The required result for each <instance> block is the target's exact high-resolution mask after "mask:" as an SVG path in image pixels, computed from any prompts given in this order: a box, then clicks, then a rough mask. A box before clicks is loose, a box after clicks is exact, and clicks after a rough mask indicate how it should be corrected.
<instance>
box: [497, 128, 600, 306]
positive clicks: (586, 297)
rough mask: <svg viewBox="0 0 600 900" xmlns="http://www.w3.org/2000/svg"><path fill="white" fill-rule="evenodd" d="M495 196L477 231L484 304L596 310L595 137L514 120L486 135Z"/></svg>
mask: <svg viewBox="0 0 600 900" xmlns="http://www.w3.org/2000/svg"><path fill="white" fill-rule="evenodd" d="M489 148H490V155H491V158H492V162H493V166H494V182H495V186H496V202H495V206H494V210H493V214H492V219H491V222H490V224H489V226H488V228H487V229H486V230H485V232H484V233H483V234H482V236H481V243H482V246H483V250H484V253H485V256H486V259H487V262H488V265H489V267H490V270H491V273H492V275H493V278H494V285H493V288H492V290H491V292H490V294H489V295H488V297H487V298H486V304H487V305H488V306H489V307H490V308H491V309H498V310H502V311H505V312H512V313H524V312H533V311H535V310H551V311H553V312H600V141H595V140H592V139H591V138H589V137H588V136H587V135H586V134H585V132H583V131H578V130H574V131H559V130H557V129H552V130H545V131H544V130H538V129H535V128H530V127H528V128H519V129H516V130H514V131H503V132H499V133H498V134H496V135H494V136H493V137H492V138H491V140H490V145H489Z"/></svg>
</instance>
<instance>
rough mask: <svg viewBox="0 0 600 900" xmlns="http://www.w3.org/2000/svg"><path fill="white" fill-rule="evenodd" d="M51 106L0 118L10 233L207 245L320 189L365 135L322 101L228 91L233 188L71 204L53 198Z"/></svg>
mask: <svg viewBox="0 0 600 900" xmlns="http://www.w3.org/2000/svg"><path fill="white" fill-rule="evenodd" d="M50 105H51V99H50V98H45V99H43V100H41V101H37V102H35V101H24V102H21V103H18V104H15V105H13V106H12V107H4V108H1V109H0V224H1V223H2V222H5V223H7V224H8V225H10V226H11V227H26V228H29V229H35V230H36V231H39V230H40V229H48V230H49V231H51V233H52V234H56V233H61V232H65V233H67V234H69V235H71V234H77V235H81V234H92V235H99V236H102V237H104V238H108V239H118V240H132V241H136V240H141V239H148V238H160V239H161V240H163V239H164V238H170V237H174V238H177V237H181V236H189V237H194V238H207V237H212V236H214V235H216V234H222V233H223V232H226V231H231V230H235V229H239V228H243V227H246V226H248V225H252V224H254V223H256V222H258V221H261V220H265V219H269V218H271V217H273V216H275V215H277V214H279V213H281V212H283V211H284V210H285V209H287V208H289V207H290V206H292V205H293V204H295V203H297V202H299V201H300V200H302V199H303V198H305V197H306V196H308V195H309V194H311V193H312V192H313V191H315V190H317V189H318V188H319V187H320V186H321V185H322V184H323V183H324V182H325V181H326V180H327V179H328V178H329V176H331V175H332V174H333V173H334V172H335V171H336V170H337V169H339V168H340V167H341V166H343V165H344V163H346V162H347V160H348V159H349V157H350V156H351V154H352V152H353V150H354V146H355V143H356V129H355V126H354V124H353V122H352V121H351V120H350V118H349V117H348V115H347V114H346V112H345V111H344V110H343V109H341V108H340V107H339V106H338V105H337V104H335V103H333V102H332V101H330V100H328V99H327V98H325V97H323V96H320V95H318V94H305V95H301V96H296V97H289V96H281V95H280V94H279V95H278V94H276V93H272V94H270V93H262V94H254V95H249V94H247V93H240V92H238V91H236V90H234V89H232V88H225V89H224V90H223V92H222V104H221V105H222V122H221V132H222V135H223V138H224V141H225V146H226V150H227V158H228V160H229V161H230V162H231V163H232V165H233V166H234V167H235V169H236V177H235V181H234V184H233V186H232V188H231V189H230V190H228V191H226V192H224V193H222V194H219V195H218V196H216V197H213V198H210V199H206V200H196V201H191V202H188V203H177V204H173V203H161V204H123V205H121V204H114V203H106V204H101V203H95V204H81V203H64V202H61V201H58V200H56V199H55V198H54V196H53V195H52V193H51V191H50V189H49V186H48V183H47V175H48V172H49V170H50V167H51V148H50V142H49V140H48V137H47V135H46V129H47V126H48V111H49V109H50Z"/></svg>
+++
REQUIRED WORK: Each line of the material above needs to be quoted exactly, please.

EXPECTED OUTPUT:
The required result for each <instance> block is the target's exact high-resolution mask after "mask:" as an SVG path in image pixels, computed from any prompts given in this order: a box, then clicks, then a rough mask. A box before clicks is loose, a box after clicks is exact, and clicks after a rough mask indicate how it should be corrected.
<instance>
box: [497, 128, 600, 306]
positive clicks: (586, 297)
rough mask: <svg viewBox="0 0 600 900" xmlns="http://www.w3.org/2000/svg"><path fill="white" fill-rule="evenodd" d="M495 196L477 231L484 304L596 310L595 137L514 120L486 135Z"/></svg>
mask: <svg viewBox="0 0 600 900" xmlns="http://www.w3.org/2000/svg"><path fill="white" fill-rule="evenodd" d="M489 148H490V155H491V158H492V162H493V166H494V182H495V186H496V202H495V206H494V210H493V214H492V219H491V222H490V224H489V226H488V228H487V229H486V230H485V232H484V233H483V234H482V236H481V243H482V246H483V250H484V253H485V256H486V259H487V262H488V265H489V267H490V270H491V273H492V275H493V278H494V285H493V288H492V290H491V292H490V294H489V295H488V297H487V298H486V304H487V305H488V306H489V307H490V308H491V309H498V310H502V311H505V312H512V313H524V312H533V311H535V310H551V311H553V312H600V141H595V140H592V139H591V138H589V137H588V136H587V135H586V134H585V132H583V131H578V130H574V131H559V130H557V129H552V130H545V131H544V130H538V129H535V128H530V127H528V128H519V129H516V130H514V131H503V132H499V133H498V134H496V135H494V136H493V137H492V138H491V140H490V145H489Z"/></svg>
</instance>
<instance>
rough mask: <svg viewBox="0 0 600 900" xmlns="http://www.w3.org/2000/svg"><path fill="white" fill-rule="evenodd" d="M51 106L0 118L10 233L207 245L320 189L365 135L322 101L228 91L233 188L71 204L53 198Z"/></svg>
mask: <svg viewBox="0 0 600 900" xmlns="http://www.w3.org/2000/svg"><path fill="white" fill-rule="evenodd" d="M50 105H51V99H50V98H45V99H43V100H41V101H37V102H35V101H24V102H21V103H18V104H15V105H13V106H12V107H4V108H1V109H0V224H1V223H2V222H5V223H7V224H8V225H10V226H11V227H26V228H29V229H35V230H36V231H39V230H40V229H48V230H49V231H51V233H52V234H56V233H61V232H65V233H67V234H69V235H71V234H77V235H81V234H92V235H99V236H102V237H104V238H108V239H118V240H132V241H136V240H141V239H148V238H160V239H161V240H163V239H164V238H170V237H174V238H177V237H181V236H189V237H194V238H207V237H212V236H214V235H216V234H222V233H223V232H226V231H231V230H235V229H239V228H243V227H246V226H248V225H252V224H254V223H256V222H258V221H261V220H265V219H269V218H271V217H273V216H275V215H277V214H279V213H281V212H283V211H284V210H285V209H287V208H289V207H290V206H292V205H293V204H295V203H297V202H299V201H300V200H302V199H303V198H305V197H306V196H308V195H309V194H311V193H312V192H313V191H315V190H317V189H318V188H319V187H320V186H321V185H322V184H323V183H324V182H325V181H326V180H327V179H328V178H329V176H331V175H332V174H333V173H334V172H335V171H336V170H337V169H339V168H340V167H341V166H343V165H344V163H346V162H347V160H348V159H349V157H350V156H351V154H352V152H353V150H354V146H355V143H356V129H355V126H354V124H353V122H352V121H351V120H350V118H349V117H348V115H347V114H346V112H345V111H344V110H343V109H341V108H340V107H339V106H338V105H337V104H335V103H333V102H332V101H330V100H328V99H327V98H325V97H323V96H320V95H318V94H305V95H301V96H296V97H289V96H281V95H280V94H279V95H278V94H276V93H272V94H270V93H262V94H254V95H249V94H247V93H240V92H238V91H236V90H234V89H232V88H225V89H224V90H223V92H222V104H221V105H222V122H221V132H222V135H223V138H224V141H225V146H226V150H227V158H228V160H229V161H230V162H231V163H232V165H233V166H234V167H235V169H236V177H235V181H234V184H233V186H232V188H231V189H230V190H228V191H226V192H224V193H222V194H219V195H218V196H216V197H213V198H210V199H206V200H196V201H191V202H188V203H177V204H173V203H161V204H123V205H121V204H114V203H106V204H101V203H95V204H81V203H64V202H61V201H58V200H56V199H55V198H54V196H53V195H52V193H51V191H50V189H49V186H48V183H47V175H48V172H49V170H50V167H51V148H50V142H49V140H48V137H47V135H46V129H47V126H48V111H49V109H50Z"/></svg>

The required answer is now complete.